--- start Given passage ---

It might be helpful to go down the checklist near the end before posting
an action alert to the list.

kelly

                                               Designing Effective Action
                                                  Alerts for the Internet
     _________________________________________________________________

   by Phil Agre
   Graduate School of Education and Information Studies
   University of California, Los Angeles
   La Jolla, California 90095-1520
   USA
   [log in to unmask]
   http://dlis.gseis.ucla.edu/pagre/

   Version of 23 December 1998.
   Copyright 1994-1998, all rights reserved.
     _________________________________________________________________

   This is an updated version of an article from the January 1994 issue
   of The Network Observer.

   Acknowledgements.
   I appreciate the comments and suggestions of Steven Cherry, Nathan
   Newman, Steven Snedker, and Larry Yates. Jillaine Smith of the Benton
   Foundation did the HTML markup as part of her Best Practices Toolkit.

   An action alert is a message that someone sends out to the net asking
   for a specific action to be taken on a current political issue.
   Well-designed action alerts are a powerful way to invite people to
   participate in the processes of a democracy. Having seen many action
   alerts in my twenty years on the Internet, I have tried to abstract
   some guidelines for people who wish to use them. Even if you do not
   plan to construct any action alerts yourself, I do not recommend that
   you forward anybody else's alerts unless they conform to at least the
   spirit of these guidelines. If I sometimes seem stern or didactic in
   my prescriptions, please forgive me. It's just that I've seen badly
   designed action alerts do an awful lot of damage.

   Although an Internet action alert should always be part of an issue
   campaign with a coherent strategy and clear goals, I won't discuss the
   larger strategic questions here. Instead, I will simply divide action
   alerts into two categories, single messages and structured campaigns.
   Single alerts are broadcast in the hope that they will propagate to
   the maximum possible number of sympathetic Internet users. Structured
   campaigns are typically conducted through mailing lists specially
   constructed for the purpose, and their intended audience may include
   either the whole Internet universe or a narrower group of already-
   mobilized partisans.

   Both types of action alerts are obviously modeled on things that have
   been happening on paper, through telephone trees, and lately via fax
   machines, for a long time. What computer networks do is make them a
   lot cheaper. A networked alert can travel far from its origin by being
   forwarded from friend to friend and list to list, without any
   additional cost being imposed on the original sender. This phenomenon
   of chain-forwarding is important, and it behooves the would-be author
   of an action alert, whether a single message or a whole campaign, to
   think through its consequences:

    1. Establish authenticity. Bogus action alerts -- such as the
       notorious "modem tax" alert -- travel just as fast as real ones.
       Don't give alerts a bad name. Include clear information about the
       sponsoring organization and provide the reader with several ways
       of tracing back to you -- e-mail address, postal address, URL,
       phone number, etc. Including this contact information makes sense
       anyway -- you want people to join your movement, and this means
       establishing contact with you. One way to establish authenticity
       is by appending a digital signature, presumably using PGP. Few
       people will check the signature, though, and many people will
       remove the signature when they forward your message to others. So
       there's no substitute for clearly explaining who you are and
       giving people a way to reach you.

--- end Given passage ---

Task list:
A. In the action alerts guide, which bogus alert is called notorious?
B. Do these statements agree with the action alerts guide? For each, answer yes or no and quote the words that decide it. (i) Structured campaigns are typically run through mailing lists built for that purpose. (ii) Most readers will check a PGP signature on an alert. (iii) The piece is an updated version of an article from the January 1994 issue of The Network Observer.
C. Could you resume the action alerts guide after its last sentence and carry it on?
The data that follows has no connection to the action alerts guide.

--- start Dataset excerpt ---

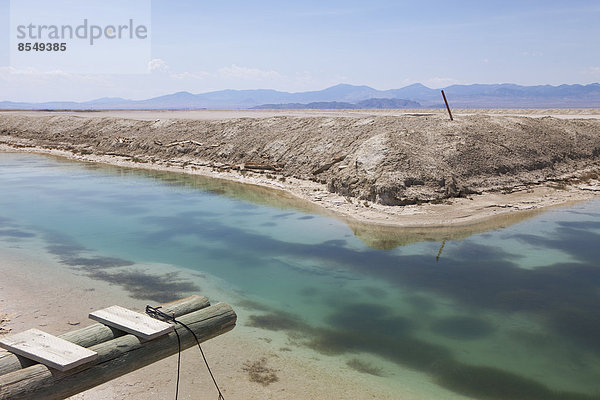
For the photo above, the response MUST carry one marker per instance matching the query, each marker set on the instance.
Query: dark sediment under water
(513, 313)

--- end Dataset excerpt ---

Written responses:
A. The "modem tax" alert.

B.
(i) Yes: "Structured campaigns are typically conducted through mailing lists specially constructed for the purpose"
(ii) No: "Few people will check the signature, though"
(iii) Yes: "This is an updated version of an article from the January 1994 issue of The Network Observer."

C.
    2. Put a date on it. Paper mail and faxes get thrown away quickly,
       but action alerts can travel through the Internet forever. Even if
       an alert seems to have faded away, it can sleep in someone's
       mailbox for months or years and then suddenly get a new life as
       the mailbox's owner forwards it to a new set of lists. Do not
       count on the message header to convey the date (or anything else);
       people who forward Internet messages frequently strip off the
       header. Even better, give your recommended action a clearly stated
       time-out date, e.g., "Take this action until February 17, 1998".
       If you think there will be follow-up actions, or if you want to
       convey that this is part of an ongoing campaign, say so. That way,
       people will contact you or look out for your next alert.
    3. Include clear beginning and ending markers. You can't prevent
       people from modifying your alert as they pass it along.
       Fortunately, at least in my experience, this only happens
       accidentally, as extra commentary accumulates at the top and
       bottom of the message as it gets forwarded. So put a bold row of
       dashes or something similar at the top and bottom so extra stuff
       will look extra. That way it will be very clear what you and your
       credibility are standing behind.
    4. Beware of second-hand alerts. Although it is uncommon for someone
       to modify the text of your alert, sometimes people will foolishly
       send out their own paraphrase of an alert, perhaps based on
       something they heard verbally. These second-hand alerts usually
       contain exaggerations and other factual inaccuracies, and as a
       result they can easily be used to discredit your alert. If you
       become aware of inaccurate variants of your alert, you should
       immediately notify relevant mailing lists of the existence of
       these second-hand alerts. Explain clearly what the facts are and
       aren't, implore the community not to propagate the misleading
       variants, and provide pointers to accurate information including a
       copy of your own alert. This action has two virtues: first, it may
       help to suppress the mistaken reports; and second, it positions
       you (accurately, I hope) as a responsible person who cares about
       the truth.
    5. Think about whether you want the alert to propagate at all. If
       your alerts concern highly sensitive matters, for example the
       status of specifically named political prisoners, then you will
       probably want to know precisely who is getting your notices, and
       how, and in what context. If so, include a prominent notice
       forbidding the alert's recipients from forwarding it.
    6. Make it self-contained. Don't presuppose that your readers will
       have any context beyond what they'll get on the news. Your alert
       will probably be read by people who have never heard of you or
       your cause. So define your terms, avoid references to previous
       messages on your mailing list, and provide lots of background, or
       at least some simple instructions for getting useful background
       materials. In fact, you might consider making the e-mailed alert
       relatively short and include the URL for a Web page that provides
       the full details. Your most important audience consists of people
       who are sympathetic to your cause and want to learn more about it
       before they can take action. Write your alert with that type of
       reader in mind, not the complete insider or the apathetic
       stranger.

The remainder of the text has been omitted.